◆ EXERCISE ◆
Rewrite every one of the rows below as a numbered list, omitting any blank lines.

⁂

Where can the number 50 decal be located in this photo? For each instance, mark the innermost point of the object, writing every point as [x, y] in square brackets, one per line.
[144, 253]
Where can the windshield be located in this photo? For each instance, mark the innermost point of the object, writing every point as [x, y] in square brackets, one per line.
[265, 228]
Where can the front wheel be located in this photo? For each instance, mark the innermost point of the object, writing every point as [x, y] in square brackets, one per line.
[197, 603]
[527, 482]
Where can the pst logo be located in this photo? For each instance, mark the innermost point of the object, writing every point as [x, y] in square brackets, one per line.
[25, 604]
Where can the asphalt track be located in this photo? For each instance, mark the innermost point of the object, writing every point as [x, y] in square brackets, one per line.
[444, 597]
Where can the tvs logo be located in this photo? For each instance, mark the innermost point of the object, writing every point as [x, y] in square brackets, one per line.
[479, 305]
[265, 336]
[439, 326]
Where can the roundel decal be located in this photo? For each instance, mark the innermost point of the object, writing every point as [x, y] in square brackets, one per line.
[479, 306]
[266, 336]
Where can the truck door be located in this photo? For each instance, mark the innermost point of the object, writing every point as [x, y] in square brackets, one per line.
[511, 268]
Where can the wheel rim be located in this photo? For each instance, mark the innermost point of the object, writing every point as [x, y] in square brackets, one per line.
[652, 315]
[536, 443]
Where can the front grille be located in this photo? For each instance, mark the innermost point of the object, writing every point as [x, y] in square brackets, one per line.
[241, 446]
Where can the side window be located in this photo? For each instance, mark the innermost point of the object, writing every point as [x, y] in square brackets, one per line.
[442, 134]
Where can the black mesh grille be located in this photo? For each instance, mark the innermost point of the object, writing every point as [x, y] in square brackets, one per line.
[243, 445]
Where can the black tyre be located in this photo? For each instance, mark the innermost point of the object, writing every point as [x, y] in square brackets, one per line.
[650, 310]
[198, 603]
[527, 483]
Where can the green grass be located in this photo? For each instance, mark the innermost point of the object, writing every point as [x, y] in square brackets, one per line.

⁂

◆ WRITTEN REPLY ◆
1. Where can the number 50 decal be located in this photo? For each instance, mark the innermost point of the object, writing every point as [x, y] in square brackets, one per line.
2. [144, 253]
3. Where can the windshield be located in this photo? For each instance, mark the innermost point of the object, writing every point as [x, y] in square brackets, one per line.
4. [265, 228]
5. Where can the front wheel be located in this photo? For each instance, mark the innermost point of the object, writing every point as [x, y] in square brackets, one per line.
6. [197, 603]
7. [527, 482]
8. Where can the pst logo be located in this photo? For each instance, mark the innermost point of the object, writing every point as [x, y] in square brackets, one per line.
9. [25, 604]
10. Where can the asphalt track be located in this photo? For each instance, mark the innermost point of the object, writing every point as [x, y] in square brackets, one per line.
11. [444, 597]
12. Where can the tvs logo be located in this photo? For each instance, mark the innermost point of the object, writing every point as [x, y] in square brackets, one per line.
13. [479, 305]
14. [265, 336]
15. [439, 326]
16. Where can the roundel decal be located in this photo? For each instance, mark the innermost point of the object, writing every point as [x, y] in square brackets, one per line.
17. [479, 306]
18. [266, 336]
19. Where can the truck door be located in this photo? For each instance, mark the innermost point of the object, writing every point as [x, y] in square brackets, one per line.
20. [511, 268]
21. Where can the wheel rim be located in this photo? For each instance, mark the innermost point of the object, writing every point as [x, y] in square brackets, one per line.
22. [652, 315]
23. [536, 443]
24. Where can the front grille be located in this photo? For each instance, mark the innermost point of the object, writing every point as [x, y] in square brackets, one per line.
25. [241, 446]
26. Where can the side window be located in this photo? For each instance, mark the innermost point of the object, writing every point as [x, y] in square brackets, one per line.
27. [442, 134]
28. Where can the black mesh grille be located in this photo? For each instance, mark the innermost point of the object, writing every point as [x, y] in square brackets, one per line.
29. [243, 445]
30. Where can the black tyre be located in this photo? For each instance, mark the innermost point of the object, writing every point as [x, y] in square brackets, one per line.
31. [650, 310]
32. [198, 603]
33. [527, 483]
34. Where can the green grass be located in this photo? For each instance, mark the innermost point of the object, writing every point as [x, y] in square brackets, one per line.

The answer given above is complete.